> **Exercise requirements**
In the news story about the dog tags below, copy out the passage from "In fact, as" up to and including "toward the store.".

> **Quoted passage**
- - - - -
By Malinda Reinke - The Dominion Post via AP
Posted : Monday Jun 14, 2010 14:25:49 EDT

MORGANTOWN, W.Va. — Rob Boyce lifted the top off the secondhand board game he’d just paid $2 for at Goodwill in the Mountaineer Mall.

Little Jason wanted it.

In fact, as the Boyce family strolled past the store on their way to Walmart that early spring day in 2008, the toddler saw the toys all stacked up and irresistible in the Goodwill window and took off toward the store.

Of course, the family followed.

“There was this board game I wish I could remember the name of it but I mean, it didn’t even have all its pieces,” Boyce, 28, said one morning just before Memorial Day, as he began to tell the saga of Leland Harless’ dog tags.

“Jason’s 4 now, so he must’ve just been about 2 then, but he wanted that game so bad because it had these little figurines in it. I said, OK, let’s get it.’ I think I paid two bucks for it.”

Once they got home, Boyce opened the game, checking for anything small enough for a child to choke on when he heard a rattle. He took out the game pieces, lifted the game board and, nestled beneath the cardboard at the bottom of the box, he saw two lightweight metal tags attached to a chain.

He lifted them up.

What are these?
- - - - -
Localization data with one point per instance
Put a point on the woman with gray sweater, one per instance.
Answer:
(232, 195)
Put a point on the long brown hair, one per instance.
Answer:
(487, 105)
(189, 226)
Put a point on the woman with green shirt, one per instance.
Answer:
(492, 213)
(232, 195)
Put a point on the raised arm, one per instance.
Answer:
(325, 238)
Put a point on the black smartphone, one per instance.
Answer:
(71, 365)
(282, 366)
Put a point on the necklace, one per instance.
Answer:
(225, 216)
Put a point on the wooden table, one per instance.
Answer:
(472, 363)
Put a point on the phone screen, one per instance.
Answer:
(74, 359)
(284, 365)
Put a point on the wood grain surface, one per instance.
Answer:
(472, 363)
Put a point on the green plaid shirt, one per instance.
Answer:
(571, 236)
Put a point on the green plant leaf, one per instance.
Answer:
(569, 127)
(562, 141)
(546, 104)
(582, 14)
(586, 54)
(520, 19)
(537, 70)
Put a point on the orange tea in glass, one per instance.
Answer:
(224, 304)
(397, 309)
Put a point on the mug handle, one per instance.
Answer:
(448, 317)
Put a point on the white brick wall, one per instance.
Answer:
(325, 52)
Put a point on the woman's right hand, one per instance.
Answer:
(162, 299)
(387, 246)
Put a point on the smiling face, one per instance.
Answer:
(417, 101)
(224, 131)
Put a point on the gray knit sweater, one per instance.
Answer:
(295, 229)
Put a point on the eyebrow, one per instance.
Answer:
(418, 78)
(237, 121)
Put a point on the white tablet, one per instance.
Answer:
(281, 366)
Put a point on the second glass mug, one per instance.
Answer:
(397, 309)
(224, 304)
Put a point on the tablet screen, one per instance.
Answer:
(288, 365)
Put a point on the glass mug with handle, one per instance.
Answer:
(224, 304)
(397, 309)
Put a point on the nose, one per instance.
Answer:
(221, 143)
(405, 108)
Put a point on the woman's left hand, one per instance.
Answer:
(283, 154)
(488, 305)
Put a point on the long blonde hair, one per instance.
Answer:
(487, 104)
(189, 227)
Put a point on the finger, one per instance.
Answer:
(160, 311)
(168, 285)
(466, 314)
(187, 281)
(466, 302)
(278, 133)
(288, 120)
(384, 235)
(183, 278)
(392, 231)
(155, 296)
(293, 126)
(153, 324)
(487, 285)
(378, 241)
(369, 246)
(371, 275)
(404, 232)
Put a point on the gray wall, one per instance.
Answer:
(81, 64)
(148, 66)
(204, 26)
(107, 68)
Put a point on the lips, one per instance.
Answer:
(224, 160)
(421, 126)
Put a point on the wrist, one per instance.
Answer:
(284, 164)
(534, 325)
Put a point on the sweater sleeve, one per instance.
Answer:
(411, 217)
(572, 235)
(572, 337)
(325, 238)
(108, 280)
- - - - -
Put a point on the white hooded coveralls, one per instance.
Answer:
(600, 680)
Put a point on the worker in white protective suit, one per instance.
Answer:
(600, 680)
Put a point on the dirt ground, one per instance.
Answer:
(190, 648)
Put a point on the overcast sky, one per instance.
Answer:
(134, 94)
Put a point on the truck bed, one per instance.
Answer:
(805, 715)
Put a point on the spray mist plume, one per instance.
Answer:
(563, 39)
- - - - -
> **Solution**
In fact, as the Boyce family strolled past the store on their way to Walmart that early spring day in 2008, the toddler saw the toys all stacked up and irresistible in the Goodwill window and took off toward the store.